→ **Extract**:
┌────────

UNITED STATES

SECURITIES AND EXCHANGE COMMISSION

WASHINGTON, DC 20549

 

FORM 8-K

 

CURRENT REPORT PURSUANT

TO SECTION 13 OR 15(d) OF THE

SECURITIES EXCHANGE ACT OF 1934

 

Date of report (Date of earliest event reported): January 8, 2021 (January 6, 2021)

 

CFN ENTERPRISES INC.

(Exact Name of Registrant as Specified in Its Charter)

 

Delaware

(State or Other Jurisdiction of Incorporation)

 

000-52635

 

20-3858769

(Commission File Number)

 

(IRS Employer Identification No.)

 

 

 

600 E. 8th Street

Whitefish, Montana

 

 

59937

(Address of Principal Executive Offices)

 

(Zip Code)

 

833-420-2636

(Registrant’s Telephone Number, Including Area Code)

 

(Former Name or Former Address, if Changed Since Last Report)

 

Check the appropriate box below if the Form 8-K filing is intended to simultaneously satisfy the filing obligation of the registrant under any of the following provisions:

 

Written communications pursuant to Rule 425 under the Securities Act (17 CFR 230.425)

 

Soliciting material pursuant to Rule 14a-12 under the Exchange Act (17 CFR 240.14a-12)

 

Pre-commencement communications pursuant to Rule 14d-2(b) under the Exchange Act (17 CFR 240.14d-2(b))

 

Pre-commencement communications pursuant to Rule 13e-4(c) under the Exchange Act (17 CFR 240.13e-4(c))

 

Securities registered pursuant to Section 12(b) of the Act: None

 

Indicate by check mark whether the registrant is an emerging growth company as defined in as defined in Rule 405 of the Securities Act of 1933 (§230.405 of this chapter) or Rule 12b-2 of the Securities Exchange Act of 1934 (§240.12b-2 of this chapter).

 

Emerging growth company ☐

 



If an emerging growth company, indicate by check mark if the registrant has elected not to use the extended transition period for complying with any new or revised financial accounting standards provided pursuant to Section 13(a) of the Exchange Act. ☐



Item 1.01. Entry into a Material Definitive Agreement.

 

On January 6, 2021, CFN Enterprises Inc. (the “Company”) entered into a Securities Purchase Agreement (the “Purchase Agreement”) with several accredited investors, including Brian Ross, the Company’s President and Chief Executive Officer, for the purchase of an aggregate of 10,500,000 shares of common stock of the Company (the “Shares”) at a purchase price of $0.04 per share for gross proceeds of $420,000. The offering of the Shares closed on January 8, 2021. The Shares were issued under the exemption provided by Section 4(a)(2) of the Securities Act of 1933, as amended, as not involving a public offering.

└────────

→ **Records provided**:
┌────────

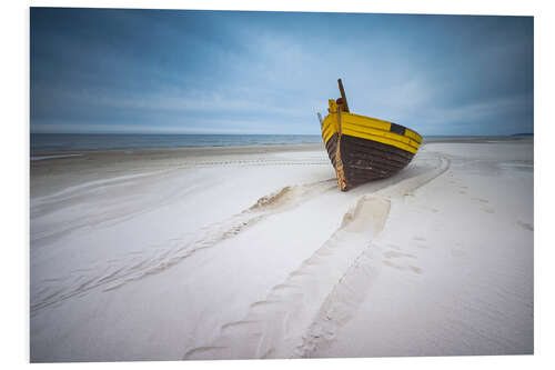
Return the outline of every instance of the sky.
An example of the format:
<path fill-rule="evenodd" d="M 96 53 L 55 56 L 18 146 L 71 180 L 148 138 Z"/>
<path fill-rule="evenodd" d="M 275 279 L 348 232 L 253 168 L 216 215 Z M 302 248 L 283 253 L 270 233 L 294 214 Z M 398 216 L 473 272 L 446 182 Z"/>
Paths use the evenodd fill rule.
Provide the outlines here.
<path fill-rule="evenodd" d="M 532 17 L 31 8 L 30 129 L 320 134 L 351 112 L 421 134 L 534 131 Z"/>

└────────

→ **Tasks to perform**:
1. According to the CFN Enterprises Form 8-K, on what date did the offering of the Shares close?
2. Continue the CFN Enterprises Form 8-K filing after its last sentence.

→ **Results in order**:
1. January 8, 2021

2.
 

Also on January 6, 2021, the Company entered into a Common Stock and Common Unit Investment Agreement (the “Investment Agreement”) with (i) Innovation Labs Ltd., a Delaware corporation (the “Corporation”), and (ii) Innovation Shares LLC, a Delaware limited liability company (the “LLC”), for the purchase of common stock of the Corporation and common units of the LLC, for an aggregate purchase price of $200,000.  The Company and the LLC previously entered into a Services Agreement (the “Services Agreement”) whereby the Company agreed to provide services related to the LLC’s ongoing marketing initiatives, social media presence and press releases, and the Company agreed to identify the LLC’s The Cannabis ETF (NYSE:THCX) as the Company’s exclusive cannabis and exchange traded fund partner. Each of the LLC and Corporation agreed to issue common equity to the Company in consideration of the services under the Services Agreement, that when aggregated with the securities issued to the Company pursuant to the Investment Agreement, each represent 9.99% of the issued and outstanding common equity of the Corporation and the LLC.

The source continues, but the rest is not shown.